*REQUIRED ACTION 1*:
Answer these from the article on mobile health:
(a) Which widespread infectious disease does it name?
(b) What are people using ahead of all other forms of digital technology?
(c) Over what period does it say the virtuous circle of digital enablement will be driven?
*REQUIRED ACTION 2*: Reproduce the stretch of the mobile health article from "The Doctor in" through "health, or mhealth." with no changes.
*REQUIRED ACTION 3*: Pick up the article on mobile health after its last sentence and keep writing it.

*SOURCE DOCUMENT*:
((
Digital Technology  Instrument

The Doctor in Your Pocket: A New Form of Care

By Khawar Mann, Managing Director, The Abraaj Group

There is a fundamental transformation underway in growth markets, as changes in demographics, wealth and urbanization sweep through society.

In the healthcare sector, there are both new challenges and new opportunities. On the one hand, there is the rise of non-communicable diseases (NCDs) and widespread infectious diseases such as malaria, and on the other, the potential to expand the reach of healthcare like never before with the advent of mobile health, or mhealth.

Massive digital enablement is underway in growth markets. People are using smartphones ahead of all other forms of digital technology, and young people especially are looking to this new connectivity to provide innovative solutions to the problems they face.

Bridging the Gap

In many growth markets there has been a scarcity of high quality healthcare, a shortage of healthcare specialists and a lack of reliable drug supplies. Disenchanted with the traditional model of care, people are seeking out new approaches online.

At Abraaj, we believe that these twin forces of technological innovation and shifting demand will combine to bring about profound change. Together, they will drive a virtuous circle of digital enablement in healthcare growth markets over the next five years.
))
*RECORD EXTRACTS*:
((
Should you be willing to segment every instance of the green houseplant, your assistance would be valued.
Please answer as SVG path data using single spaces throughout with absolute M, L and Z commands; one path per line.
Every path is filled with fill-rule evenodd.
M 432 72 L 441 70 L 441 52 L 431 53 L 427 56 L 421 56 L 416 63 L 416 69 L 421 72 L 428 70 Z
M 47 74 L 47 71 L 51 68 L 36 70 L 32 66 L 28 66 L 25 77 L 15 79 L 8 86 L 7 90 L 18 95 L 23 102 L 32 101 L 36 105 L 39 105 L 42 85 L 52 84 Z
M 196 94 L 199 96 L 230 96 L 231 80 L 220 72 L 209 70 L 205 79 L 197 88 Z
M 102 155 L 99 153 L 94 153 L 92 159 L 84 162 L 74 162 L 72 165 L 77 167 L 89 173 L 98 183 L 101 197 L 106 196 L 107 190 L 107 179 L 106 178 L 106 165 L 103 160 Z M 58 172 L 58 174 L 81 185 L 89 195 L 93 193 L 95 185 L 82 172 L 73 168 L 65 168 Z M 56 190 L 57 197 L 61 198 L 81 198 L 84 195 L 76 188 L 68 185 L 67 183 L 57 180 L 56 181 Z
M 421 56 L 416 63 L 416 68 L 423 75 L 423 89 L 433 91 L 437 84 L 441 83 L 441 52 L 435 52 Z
))
*TASK ANSWER 1*:
(a) Malaria.
(b) Smartphones.
(c) The next five years.

*TASK ANSWER 2*:
The Doctor in Your Pocket: A New Form of Care

By Khawar Mann, Managing Director, The Abraaj Group

There is a fundamental transformation underway in growth markets, as changes in demographics, wealth and urbanization sweep through society.

In the healthcare sector, there are both new challenges and new opportunities. On the one hand, there is the rise of non-communicable diseases (NCDs) and widespread infectious diseases such as malaria, and on the other, the potential to expand the reach of healthcare like never before with the advent of mobile health, or mhealth.

*TASK ANSWER 3*:
Source: University of North Carolina

A new form of care

mHealth is already undergoing phenomenal growth. What was a US$6.7 billion global industry in 2012 is projected to be worth nearly US$60 billion by 2020. And while mhealth is growing worldwide, its increase is especially pronounced in growth markets. For example, the size of India’s mhealth industry is projected to increase tenfold in the six years to 2020.

The growth of so-called lifestyle diseases – non-communicable diseases like diabetes and hypertension – has accompanied increased wealth in growth markets. Those suffering from NCDs often only access healthcare when their condition has become severe and difficult, or even impossible, to treat. If nothing is done to change this situation, in a few years 80% of global NCD deaths will occur in growth markets.

This is an area in which mhealth can make a dramatic difference. With new, low cost technologies people can be tested and diagnosed in the community by frontline healthcare workers using smartphones.  Once diagnosed they can then be monitored via their own smartphones from central hubs while they remain at home. Their condition can be managed effectively and cheaply.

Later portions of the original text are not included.